Tekstfragment:
============

ECLI:NL:TADRARN:2010:YA1012 Raad van Discipline Arnhem 10-76
ECLI: | ECLI:NL:TADRARN:2010:YA1012 |
---|---|
Datum uitspraak: | 24-06-2010 |
Datum publicatie: | 20-09-2010 |
Zaaknummer(s): | 10-76 |
Onderwerp: | Zorg voor de cliënt, subonderwerp: Financiën |
Beslissingen: | |
Inhoudsindicatie: | Verwijt dat advocaat geen persoonlijk contact wilde is feitelijk onjuist. Dat geldt ook voor verwijt dat advocaat geen uitvoering heeft gegeven aan opdracht en zich onvoldoende heeft ingespannen. Klacht kennelijk ongegrond. |
10-76
BESLISSING VAN DE VOORZITTER VAN DE RAAD VAN DISCIPLINE IN HET RECHTSGEBIED VAN HET GERECHTSHOF TE ARNHEM
klager
wonende te [woonplaats]
tegen: verweerster advocaat te [plaats]
1.
Bij brief van 9 april 2009 heeft klager een klacht over verweerster ingediend bij de deken van de orde van advocaten in het arrondissement Arnhem. Mr. M-L.A.J. Hoppenbrouwers, adjunct-secretaris van genoemde orde, heeft de klacht onderzocht in opdracht en onder verantwoordelijkheid van de deken. Omdat geen schikking kon worden getroffen heeft zij bij brief van 3 juni 2010, ontvangen op 4 juni 2010, de klacht alsmede het klachtdossier ter kennis van de raad van discipline gebracht.
2.
De voorzitter is van oordeel dat op deze klacht bij voorzittersbeslissing behoort te worden beslist.
3.
Klager verwijt verweerster dat zij heeft gehandeld dan wel heeft nagelaten in strijd met de zorg die zij als advocaat jegens hem, wiens belangen zij behartigde, behoorde te betrachten doordat zij:
a. nadat zij de opdracht had aanvaard, geen persoonlijk contact met hem heeft willen hebben anders dan per telefoon
b. geen uitvoering heeft gegeven aan de haar verstrekte opdracht en zich onvoldoende heeft verdiept in de zaak en zich onvoldoende heeft ingespannen om de belangen van klager te behartigen.
4.
De voorzitter gaat uit van de volgende gegevens:
Sedert 2006 bestaat er een conflict tussen klager en [instantie].
Een zoon van klager was in het verleden werkzaam bij de reserve afdeling van [instantie]. Hij is in 2006 ontslagen en heeft in zijn ontslag berust.
Eerder is klager in deze zaak terzijde gestaan door een andere advocaat van een ander kantoor.
Klager werd in een geschil over onder meer zijn uitkering terzijde gestaan door een kantoorgenote van verweerster. Deze kantoorgenote heeft klager voor deze zaak verwezen naar verweerster.
Bij brief van [….] 2008 heeft verweerster aan klager bevestigd dat hij, tijdens het telefoongesprek dat zij op [….] 2008 hebben gevoerd, aan haar heeft verzocht de zaak die loopt tegen [instantie] van zijn vorige advocaat over te nemen.

============

Aangeleverde gegevens:
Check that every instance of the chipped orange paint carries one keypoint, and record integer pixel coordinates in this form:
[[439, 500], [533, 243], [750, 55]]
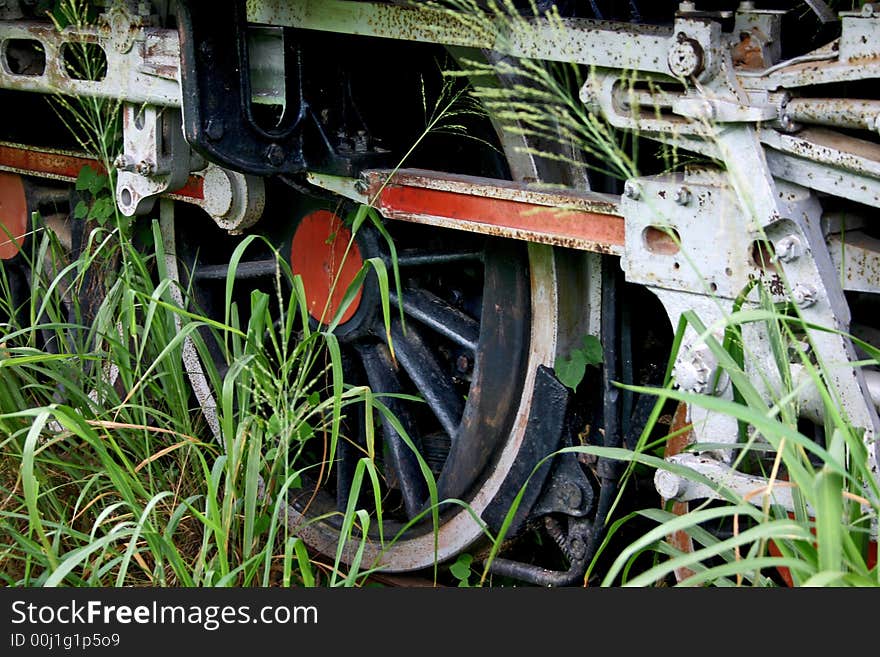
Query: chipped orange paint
[[13, 215], [317, 253]]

============

Opdracht: Typ uit de tuchtbeslissing het stuk van "Klager verwijt verweerster" tot en met "klager en [instantie]." woordelijk over. De gegevens zijn hier niet nodig.

Uitwerking:
Klager verwijt verweerster dat zij heeft gehandeld dan wel heeft nagelaten in strijd met de zorg die zij als advocaat jegens hem, wiens belangen zij behartigde, behoorde te betrachten doordat zij:
a. nadat zij de opdracht had aanvaard, geen persoonlijk contact met hem heeft willen hebben anders dan per telefoon
b. geen uitvoering heeft gegeven aan de haar verstrekte opdracht en zich onvoldoende heeft verdiept in de zaak en zich onvoldoende heeft ingespannen om de belangen van klager te behartigen.
4.
De voorzitter gaat uit van de volgende gegevens:
Sedert 2006 bestaat er een conflict tussen klager en [instantie].